Do this: Your task is to extract every line from the material below exactly.
-- Begin Data lines --
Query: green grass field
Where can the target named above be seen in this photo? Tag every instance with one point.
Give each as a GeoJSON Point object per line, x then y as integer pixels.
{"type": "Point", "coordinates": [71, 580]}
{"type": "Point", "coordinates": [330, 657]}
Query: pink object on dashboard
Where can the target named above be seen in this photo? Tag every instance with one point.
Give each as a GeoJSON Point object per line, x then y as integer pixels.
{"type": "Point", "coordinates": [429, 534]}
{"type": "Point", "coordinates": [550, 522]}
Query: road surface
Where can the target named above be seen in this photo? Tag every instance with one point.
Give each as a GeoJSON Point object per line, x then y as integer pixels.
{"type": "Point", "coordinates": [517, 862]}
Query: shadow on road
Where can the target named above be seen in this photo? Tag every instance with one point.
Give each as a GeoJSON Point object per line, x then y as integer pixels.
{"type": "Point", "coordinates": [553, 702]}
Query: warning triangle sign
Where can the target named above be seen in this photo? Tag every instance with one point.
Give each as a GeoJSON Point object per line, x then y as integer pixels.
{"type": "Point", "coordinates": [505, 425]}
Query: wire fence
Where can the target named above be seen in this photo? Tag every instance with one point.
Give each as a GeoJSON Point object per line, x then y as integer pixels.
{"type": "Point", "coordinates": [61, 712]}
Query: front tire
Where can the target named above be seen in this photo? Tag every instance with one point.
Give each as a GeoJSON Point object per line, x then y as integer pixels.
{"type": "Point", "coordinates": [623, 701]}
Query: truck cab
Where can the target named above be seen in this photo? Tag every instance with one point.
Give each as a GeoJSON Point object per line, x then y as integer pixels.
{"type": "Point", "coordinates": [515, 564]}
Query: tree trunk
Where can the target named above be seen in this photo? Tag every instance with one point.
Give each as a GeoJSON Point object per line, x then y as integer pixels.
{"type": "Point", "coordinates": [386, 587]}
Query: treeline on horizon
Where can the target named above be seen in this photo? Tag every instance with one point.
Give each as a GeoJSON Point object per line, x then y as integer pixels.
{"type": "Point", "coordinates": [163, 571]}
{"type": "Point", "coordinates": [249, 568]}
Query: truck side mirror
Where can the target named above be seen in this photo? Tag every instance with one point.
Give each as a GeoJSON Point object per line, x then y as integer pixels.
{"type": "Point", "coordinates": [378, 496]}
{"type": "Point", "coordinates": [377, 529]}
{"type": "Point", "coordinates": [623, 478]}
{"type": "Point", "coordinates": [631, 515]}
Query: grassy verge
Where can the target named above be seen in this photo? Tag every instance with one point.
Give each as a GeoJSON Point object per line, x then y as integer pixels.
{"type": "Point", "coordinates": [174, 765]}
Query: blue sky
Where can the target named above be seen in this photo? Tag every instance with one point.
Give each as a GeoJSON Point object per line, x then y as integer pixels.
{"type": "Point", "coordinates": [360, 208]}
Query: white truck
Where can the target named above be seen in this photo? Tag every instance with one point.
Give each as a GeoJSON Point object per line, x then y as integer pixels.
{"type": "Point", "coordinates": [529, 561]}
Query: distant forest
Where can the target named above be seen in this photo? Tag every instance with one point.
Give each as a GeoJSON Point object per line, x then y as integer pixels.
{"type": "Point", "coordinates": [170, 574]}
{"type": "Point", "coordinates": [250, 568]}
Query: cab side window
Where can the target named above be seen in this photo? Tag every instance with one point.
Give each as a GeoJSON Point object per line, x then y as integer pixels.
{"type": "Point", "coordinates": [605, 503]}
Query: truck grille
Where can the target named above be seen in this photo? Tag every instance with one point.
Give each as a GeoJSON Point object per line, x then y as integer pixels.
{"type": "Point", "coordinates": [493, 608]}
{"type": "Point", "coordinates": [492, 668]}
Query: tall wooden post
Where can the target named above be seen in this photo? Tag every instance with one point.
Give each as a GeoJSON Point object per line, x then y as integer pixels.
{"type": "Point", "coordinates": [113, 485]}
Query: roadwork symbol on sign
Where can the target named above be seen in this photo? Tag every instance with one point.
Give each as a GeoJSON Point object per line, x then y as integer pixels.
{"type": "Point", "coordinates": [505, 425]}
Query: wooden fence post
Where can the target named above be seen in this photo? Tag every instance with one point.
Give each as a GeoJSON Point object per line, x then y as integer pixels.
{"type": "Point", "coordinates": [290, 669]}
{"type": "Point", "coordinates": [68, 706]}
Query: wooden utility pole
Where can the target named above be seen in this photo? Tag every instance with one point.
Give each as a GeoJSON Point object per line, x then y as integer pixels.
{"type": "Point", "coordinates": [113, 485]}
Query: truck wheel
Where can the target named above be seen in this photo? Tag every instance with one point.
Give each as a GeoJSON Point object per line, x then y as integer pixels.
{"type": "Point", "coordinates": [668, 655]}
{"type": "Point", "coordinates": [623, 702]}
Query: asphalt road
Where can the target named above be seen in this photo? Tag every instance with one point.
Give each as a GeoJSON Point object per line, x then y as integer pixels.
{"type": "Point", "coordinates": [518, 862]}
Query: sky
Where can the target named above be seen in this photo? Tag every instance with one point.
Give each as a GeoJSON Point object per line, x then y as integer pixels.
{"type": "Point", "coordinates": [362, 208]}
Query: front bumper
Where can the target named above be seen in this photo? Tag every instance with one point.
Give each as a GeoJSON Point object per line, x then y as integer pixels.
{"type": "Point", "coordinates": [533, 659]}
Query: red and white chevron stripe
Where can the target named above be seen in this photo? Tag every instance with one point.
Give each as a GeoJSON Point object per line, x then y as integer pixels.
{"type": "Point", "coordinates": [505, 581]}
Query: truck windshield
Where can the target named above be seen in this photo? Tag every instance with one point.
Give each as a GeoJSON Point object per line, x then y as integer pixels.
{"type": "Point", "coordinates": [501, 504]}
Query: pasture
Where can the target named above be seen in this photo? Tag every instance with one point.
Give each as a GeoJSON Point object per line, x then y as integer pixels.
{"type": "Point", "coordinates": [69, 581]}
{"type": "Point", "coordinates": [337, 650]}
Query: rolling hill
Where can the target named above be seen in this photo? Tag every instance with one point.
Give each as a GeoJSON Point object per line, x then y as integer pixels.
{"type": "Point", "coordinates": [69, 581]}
-- End Data lines --
Task output:
Query: green grass field
Where can the target named above be seen in this photo? Tag every instance with one point.
Give each as a GeoJSON Point object per line, x then y as integer pixels.
{"type": "Point", "coordinates": [71, 580]}
{"type": "Point", "coordinates": [330, 657]}
Query: pink object on dashboard
Where can the target named above be seen in this photo? Tag every instance with one point.
Give each as a GeoJSON Point object per line, x then y as integer pixels.
{"type": "Point", "coordinates": [429, 534]}
{"type": "Point", "coordinates": [550, 522]}
Query: road surface
Where can the target named above be seen in this photo? Tag every instance with one point.
Give each as a GeoJSON Point object per line, x then y as integer pixels.
{"type": "Point", "coordinates": [517, 862]}
Query: shadow on road
Where can the target named above be seen in this photo? Tag every instance with one point.
Give each as a GeoJSON Point object per line, x then y as integer pixels.
{"type": "Point", "coordinates": [553, 702]}
Query: warning triangle sign
Where can the target named above be seen in this photo? Tag every instance with one point.
Give each as a GeoJSON Point object per line, x then y as integer pixels.
{"type": "Point", "coordinates": [505, 425]}
Query: wire fence
Where can the target named above be seen in this photo? Tag every instance with one point.
Give each as a GeoJSON Point object per line, x then y as integer pixels.
{"type": "Point", "coordinates": [61, 712]}
Query: front tire
Where can the target named above be seen in this photo? Tag every instance with one point.
Give each as a GeoJSON Point object per line, x then y as integer pixels.
{"type": "Point", "coordinates": [623, 701]}
Query: truck cab
Where can the target named above be seen in this photo? Tag every instance with one point.
Give each as a GeoJSON Point object per line, x then y as integer pixels.
{"type": "Point", "coordinates": [515, 564]}
Query: tree trunk
Where can the target named above be seen in this photo? Tag every instance with one point.
Give each as a GeoJSON Point object per line, x then y as integer pixels.
{"type": "Point", "coordinates": [386, 587]}
Query: treeline on horizon
Where can the target named above be seen in this photo? Tag every instance with one point.
Give each as a GeoJSON Point object per line, x then y as integer pixels.
{"type": "Point", "coordinates": [163, 571]}
{"type": "Point", "coordinates": [249, 568]}
Query: truck side mirror
Where can the target named above be seen in this photo? Tag every instance with one point.
Give each as a GeoJSON Point object per line, x then y as integer pixels.
{"type": "Point", "coordinates": [378, 496]}
{"type": "Point", "coordinates": [377, 529]}
{"type": "Point", "coordinates": [623, 478]}
{"type": "Point", "coordinates": [631, 515]}
Query: grassy verge
Where can the target named above be seen in this photo? Tag every instance with one point.
Give each as a GeoJSON Point object per line, x then y as integer pixels.
{"type": "Point", "coordinates": [174, 765]}
Query: blue sky
Where can the target named above be seen in this photo? Tag every instance with one point.
Give each as a GeoJSON Point object per line, x then y as integer pixels.
{"type": "Point", "coordinates": [360, 208]}
Query: white truck
Where can the target named above be seen in this photo? Tag every instance with one point.
Give each as a GeoJSON Point object per line, x then y as integer pixels.
{"type": "Point", "coordinates": [529, 561]}
Query: distant forest
Where can the target named above be seen in this photo? Tag every instance with one point.
Give each as a GeoJSON Point object per line, x then y as integer pixels.
{"type": "Point", "coordinates": [170, 574]}
{"type": "Point", "coordinates": [250, 568]}
Query: cab side window
Where can the target named above be seen in this photo? Tag every instance with one point.
Give each as a GeoJSON Point object per line, x then y as integer pixels.
{"type": "Point", "coordinates": [605, 503]}
Query: truck grille
Where can the target named above be seen in this photo? Tag every instance with one point.
Give each as a GeoJSON Point object per line, x then y as integer pixels.
{"type": "Point", "coordinates": [493, 608]}
{"type": "Point", "coordinates": [492, 668]}
Query: tall wooden post
Where can the target named above be seen in this photo? Tag every instance with one point.
Give each as a GeoJSON Point object per line, x then y as integer pixels.
{"type": "Point", "coordinates": [113, 485]}
Query: roadwork symbol on sign
Where can the target named above be seen in this photo? Tag every instance with one point.
Give each as a GeoJSON Point object per line, x then y as integer pixels.
{"type": "Point", "coordinates": [505, 425]}
Query: wooden fence post
Where can the target named above be seen in this photo? Tag every instance with one point.
Give each as a GeoJSON Point object per line, x then y as integer pixels.
{"type": "Point", "coordinates": [290, 669]}
{"type": "Point", "coordinates": [68, 706]}
Query: wooden utility pole
Where can the target named above be seen in this photo? Tag every instance with one point.
Give each as a GeoJSON Point object per line, x then y as integer pixels.
{"type": "Point", "coordinates": [113, 485]}
Query: truck wheel
Where can the target named above be seen in this photo? Tag every instance with one point.
Give each as a GeoJSON Point object per line, x then y as integer pixels.
{"type": "Point", "coordinates": [668, 655]}
{"type": "Point", "coordinates": [623, 702]}
Query: asphalt road
Where can the target named above be seen in this photo? Tag every instance with one point.
Give each as a GeoJSON Point object per line, x then y as integer pixels.
{"type": "Point", "coordinates": [518, 862]}
Query: sky
Where can the target named above be seen in this photo? Tag every instance with one point.
Give each as a GeoJSON Point object per line, x then y as integer pixels.
{"type": "Point", "coordinates": [362, 208]}
Query: front bumper
Where can the target named above be seen in this photo? Tag every instance with one point.
Give each as a GeoJSON Point object per line, x then y as integer pixels.
{"type": "Point", "coordinates": [533, 659]}
Query: red and white chevron stripe
Where can the target named above be seen in this photo? Tag every instance with one point.
Give each as a GeoJSON Point object per line, x then y as integer pixels.
{"type": "Point", "coordinates": [505, 581]}
Query: truck windshield
Where can the target named above be seen in this photo? Tag every instance with one point.
Give each as a GeoJSON Point object per line, x then y as integer pixels.
{"type": "Point", "coordinates": [501, 504]}
Query: pasture
Where can the target named above be seen in this photo? Tag every instance with one point.
Give each as a GeoJSON Point object per line, x then y as integer pixels.
{"type": "Point", "coordinates": [69, 581]}
{"type": "Point", "coordinates": [337, 650]}
Query: rolling hill
Where can the target named above be seen in this photo? Tag every instance with one point.
Give each as a GeoJSON Point object per line, x then y as integer pixels.
{"type": "Point", "coordinates": [69, 581]}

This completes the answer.